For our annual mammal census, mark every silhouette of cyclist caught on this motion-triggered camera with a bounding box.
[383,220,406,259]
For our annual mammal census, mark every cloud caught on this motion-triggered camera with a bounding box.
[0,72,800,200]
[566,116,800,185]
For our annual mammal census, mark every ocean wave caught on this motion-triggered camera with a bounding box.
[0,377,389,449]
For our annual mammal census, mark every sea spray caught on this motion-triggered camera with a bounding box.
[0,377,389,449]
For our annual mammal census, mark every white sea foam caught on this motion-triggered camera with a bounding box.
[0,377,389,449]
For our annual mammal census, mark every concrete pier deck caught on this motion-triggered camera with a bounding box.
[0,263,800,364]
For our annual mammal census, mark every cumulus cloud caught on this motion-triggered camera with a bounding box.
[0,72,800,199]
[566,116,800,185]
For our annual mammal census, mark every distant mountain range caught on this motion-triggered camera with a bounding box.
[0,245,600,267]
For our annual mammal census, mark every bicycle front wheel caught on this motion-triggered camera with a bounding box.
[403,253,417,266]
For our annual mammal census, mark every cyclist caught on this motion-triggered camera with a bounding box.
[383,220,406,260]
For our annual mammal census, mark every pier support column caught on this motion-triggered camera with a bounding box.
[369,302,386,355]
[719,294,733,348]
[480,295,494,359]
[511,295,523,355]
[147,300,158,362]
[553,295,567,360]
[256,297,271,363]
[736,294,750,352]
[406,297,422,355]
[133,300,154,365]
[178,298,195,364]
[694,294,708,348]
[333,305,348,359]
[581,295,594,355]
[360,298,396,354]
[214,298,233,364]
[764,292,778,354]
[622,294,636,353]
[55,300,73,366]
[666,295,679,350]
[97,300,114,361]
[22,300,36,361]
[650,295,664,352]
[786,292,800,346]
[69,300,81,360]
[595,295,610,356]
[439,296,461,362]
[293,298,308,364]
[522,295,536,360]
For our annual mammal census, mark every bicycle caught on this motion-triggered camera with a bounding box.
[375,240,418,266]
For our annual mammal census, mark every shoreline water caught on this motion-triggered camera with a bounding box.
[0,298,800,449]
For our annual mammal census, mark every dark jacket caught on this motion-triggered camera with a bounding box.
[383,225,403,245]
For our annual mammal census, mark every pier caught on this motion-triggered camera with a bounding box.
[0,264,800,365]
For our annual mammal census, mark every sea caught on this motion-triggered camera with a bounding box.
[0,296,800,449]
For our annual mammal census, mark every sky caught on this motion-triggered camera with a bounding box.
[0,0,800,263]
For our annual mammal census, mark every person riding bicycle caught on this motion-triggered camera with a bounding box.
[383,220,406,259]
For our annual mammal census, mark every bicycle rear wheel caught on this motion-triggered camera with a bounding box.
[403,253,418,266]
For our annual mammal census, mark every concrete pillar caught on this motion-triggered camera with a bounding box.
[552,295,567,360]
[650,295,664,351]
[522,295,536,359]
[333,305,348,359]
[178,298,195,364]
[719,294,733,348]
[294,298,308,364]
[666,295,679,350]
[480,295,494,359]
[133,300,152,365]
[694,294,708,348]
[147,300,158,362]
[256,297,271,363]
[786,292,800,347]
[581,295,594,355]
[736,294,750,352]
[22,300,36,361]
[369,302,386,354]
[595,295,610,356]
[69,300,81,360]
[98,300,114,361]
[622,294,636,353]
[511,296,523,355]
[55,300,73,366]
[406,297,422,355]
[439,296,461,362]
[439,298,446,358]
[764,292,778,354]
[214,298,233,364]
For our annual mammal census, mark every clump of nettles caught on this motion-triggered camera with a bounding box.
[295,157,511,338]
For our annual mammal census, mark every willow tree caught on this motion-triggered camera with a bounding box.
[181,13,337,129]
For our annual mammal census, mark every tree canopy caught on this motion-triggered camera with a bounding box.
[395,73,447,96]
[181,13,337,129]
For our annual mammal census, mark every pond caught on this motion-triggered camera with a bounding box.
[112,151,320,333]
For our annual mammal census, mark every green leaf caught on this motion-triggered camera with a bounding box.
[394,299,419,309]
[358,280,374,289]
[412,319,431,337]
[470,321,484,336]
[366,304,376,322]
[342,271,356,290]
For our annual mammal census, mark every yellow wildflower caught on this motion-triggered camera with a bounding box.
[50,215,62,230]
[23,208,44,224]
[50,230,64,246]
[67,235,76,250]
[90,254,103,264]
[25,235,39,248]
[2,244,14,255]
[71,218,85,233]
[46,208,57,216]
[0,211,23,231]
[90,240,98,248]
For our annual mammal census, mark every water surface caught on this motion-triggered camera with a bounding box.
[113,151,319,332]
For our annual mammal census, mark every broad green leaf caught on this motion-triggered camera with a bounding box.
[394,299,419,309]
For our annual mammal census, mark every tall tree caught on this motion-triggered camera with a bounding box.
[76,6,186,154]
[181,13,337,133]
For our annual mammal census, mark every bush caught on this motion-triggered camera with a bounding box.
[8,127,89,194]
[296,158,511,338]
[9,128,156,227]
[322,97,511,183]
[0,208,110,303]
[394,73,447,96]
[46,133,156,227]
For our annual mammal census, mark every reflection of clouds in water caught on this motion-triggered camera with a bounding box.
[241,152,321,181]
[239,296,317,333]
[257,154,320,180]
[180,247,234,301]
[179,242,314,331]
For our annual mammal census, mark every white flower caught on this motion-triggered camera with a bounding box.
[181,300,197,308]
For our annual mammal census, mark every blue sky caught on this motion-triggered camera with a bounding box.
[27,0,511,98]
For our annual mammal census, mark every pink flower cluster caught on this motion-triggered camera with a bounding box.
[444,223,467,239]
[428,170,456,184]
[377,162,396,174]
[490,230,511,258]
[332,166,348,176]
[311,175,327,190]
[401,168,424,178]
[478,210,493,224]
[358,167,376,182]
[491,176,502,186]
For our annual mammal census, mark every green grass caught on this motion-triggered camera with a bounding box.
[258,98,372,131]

### Instructions to follow
Format all of the items above as a JSON list of strings, one string per line, leaving out any blank lines.

### Response to the task
[
  "For our annual mammal census, mark every silhouette of cyclist caught on this motion-triggered camera with a bounding box.",
  "[383,220,406,259]",
  "For our annual mammal census, mark every cloud caught on this motion-triggered camera with a bounding box.",
  "[0,72,800,200]",
  "[566,116,800,185]",
  "For our annual mammal census, mark every ocean wave caught on this motion-triggered camera with a bounding box.",
  "[0,377,389,449]",
  "For our annual mammal census, mark every sea spray caught on this motion-triggered camera with a bounding box.",
  "[0,377,389,449]",
  "For our annual mammal census, mark every white sea foam caught on this motion-triggered camera with a bounding box.",
  "[0,377,389,449]",
  "For our annual mammal census, mark every concrete pier deck caught on this motion-triggered camera with a bounding box.",
  "[0,263,800,364]",
  "For our annual mammal census, mark every cumulus cloud caught on this motion-triggered camera with a bounding box.",
  "[0,72,800,199]",
  "[566,116,800,185]",
  "For our annual mammal census, mark every distant mountain range caught on this motion-triggered camera with a bounding box.",
  "[0,245,600,267]",
  "For our annual mammal census, mark every bicycle front wheel caught on this motion-triggered camera with a bounding box.",
  "[403,253,417,266]",
  "For our annual mammal census, mark every cyclist caught on this motion-triggered camera with a bounding box.",
  "[383,220,406,260]",
  "For our annual mammal census, mark every pier support column caught on this motion-triggered camera with a bounding box.",
  "[369,302,386,355]",
  "[719,294,733,348]",
  "[480,295,494,359]",
  "[511,295,523,355]",
  "[147,300,158,362]",
  "[553,295,567,360]",
  "[256,297,271,363]",
  "[736,294,750,352]",
  "[406,297,422,355]",
  "[133,300,154,365]",
  "[178,298,195,364]",
  "[694,294,708,348]",
  "[333,305,348,359]",
  "[581,295,594,355]",
  "[360,298,396,354]",
  "[214,298,233,364]",
  "[764,292,778,354]",
  "[622,294,636,353]",
  "[55,300,73,366]",
  "[666,295,679,350]",
  "[97,300,114,361]",
  "[22,300,36,361]",
  "[650,295,664,352]",
  "[786,292,800,346]",
  "[69,300,81,360]",
  "[595,295,610,356]",
  "[439,296,461,362]",
  "[293,298,308,364]",
  "[522,295,536,360]",
  "For our annual mammal census, mark every bicycle caught on this motion-triggered camera with a bounding box.",
  "[375,240,418,266]",
  "For our annual mammal census, mark every shoreline water caught on this motion-triggered camera with a bounding box.",
  "[0,298,800,449]",
  "For our annual mammal census, mark every dark jacket caught on this motion-triggered camera with a bounding box.",
  "[383,225,403,245]",
  "For our annual mammal census, mark every pier caught on this motion-triggered camera with a bounding box.",
  "[0,264,800,365]",
  "For our annual mammal census, mark every sea caught on this motion-triggered camera with a bounding box.",
  "[0,296,800,449]",
  "For our annual mammal census, mark every sky caught on this motion-triggered camera with a bounding box.",
  "[0,0,800,263]",
  "For our annual mammal census, mark every person riding bicycle caught on this motion-triggered camera with a bounding box.",
  "[383,220,406,259]",
  "For our annual mammal census, mark every bicycle rear wheel caught on this motion-triggered camera with a bounding box.",
  "[403,253,418,266]",
  "For our annual mammal census, mark every concrete pillar caught on this motion-triggered camera with a bounding box.",
  "[552,295,567,360]",
  "[650,295,664,351]",
  "[522,295,536,359]",
  "[333,305,348,359]",
  "[178,298,195,364]",
  "[719,294,733,348]",
  "[294,298,308,364]",
  "[666,295,679,350]",
  "[480,295,494,359]",
  "[133,300,152,365]",
  "[694,294,708,348]",
  "[147,300,158,362]",
  "[256,297,271,363]",
  "[786,292,800,347]",
  "[581,295,594,355]",
  "[736,294,750,352]",
  "[22,300,36,361]",
  "[369,302,386,354]",
  "[595,295,610,356]",
  "[69,300,81,360]",
  "[98,300,114,361]",
  "[622,294,636,353]",
  "[511,296,523,355]",
  "[55,300,73,366]",
  "[406,297,422,355]",
  "[439,296,461,362]",
  "[439,298,446,358]",
  "[764,292,778,354]",
  "[214,298,233,364]",
  "For our annual mammal census, mark every clump of nettles caught on this motion-triggered camera with a bounding box.",
  "[295,157,511,338]",
  "For our annual mammal census, mark every willow tree caught on this motion-triggered camera with a bounding box.",
  "[181,13,337,129]",
  "For our annual mammal census, mark every tree canopy caught on this motion-triggered camera with a bounding box.",
  "[395,73,447,96]",
  "[181,13,337,129]",
  "For our annual mammal census, mark every pond caught on this motion-triggered camera with a bounding box.",
  "[112,151,320,333]",
  "For our annual mammal census, mark every green leaf caught on this motion-triggered camera with a bounding box.",
  "[394,299,419,309]",
  "[358,280,374,289]",
  "[412,319,431,337]",
  "[470,321,484,336]",
  "[366,304,376,322]",
  "[342,271,356,290]",
  "For our annual mammal census, mark every yellow wildflower caught on this motion-triggered camera with a bounding box.",
  "[50,215,62,230]",
  "[23,208,44,224]",
  "[50,230,64,246]",
  "[67,235,76,250]",
  "[90,254,103,264]",
  "[25,235,39,248]",
  "[2,244,14,255]",
  "[71,218,85,233]",
  "[46,208,57,216]",
  "[0,211,23,231]",
  "[90,240,98,248]",
  "For our annual mammal census, mark every water surface caught on this motion-triggered camera with a bounding box.",
  "[113,151,319,332]",
  "For our annual mammal census, mark every broad green leaf caught on this motion-triggered camera with a bounding box.",
  "[394,299,419,309]",
  "For our annual mammal census, mark every tall tree caught on this motion-triggered camera with a bounding box.",
  "[76,6,186,154]",
  "[181,13,337,133]",
  "For our annual mammal census, mark every bush caught on this motion-triggered camera with a bounding box.",
  "[8,127,89,194]",
  "[296,158,511,338]",
  "[9,128,156,227]",
  "[322,97,511,183]",
  "[0,208,110,303]",
  "[394,73,447,96]",
  "[46,133,156,227]",
  "For our annual mammal census, mark every reflection of clouds in water caught on this motion-triggered camera with a bounding box.",
  "[241,152,321,181]",
  "[239,296,317,333]",
  "[257,154,320,180]",
  "[180,247,234,301]",
  "[179,242,314,331]",
  "For our annual mammal census, mark every white flower caught on this motion-triggered camera with a bounding box.",
  "[181,300,197,308]",
  "For our annual mammal census, mark every blue sky caught on this motion-triggered camera with a bounding box.",
  "[27,0,511,98]",
  "For our annual mammal census, mark every pink flower cluster caught on this motion-triggered camera with a bounding box.",
  "[444,223,467,239]",
  "[428,170,456,184]",
  "[377,162,396,174]",
  "[490,230,511,258]",
  "[332,166,348,176]",
  "[311,175,327,190]",
  "[401,168,424,178]",
  "[478,210,493,224]",
  "[358,167,376,182]",
  "[491,176,502,186]",
  "For our annual mammal census, mark every green grass caught on this motion-triggered camera with a bounding box.",
  "[258,98,372,131]"
]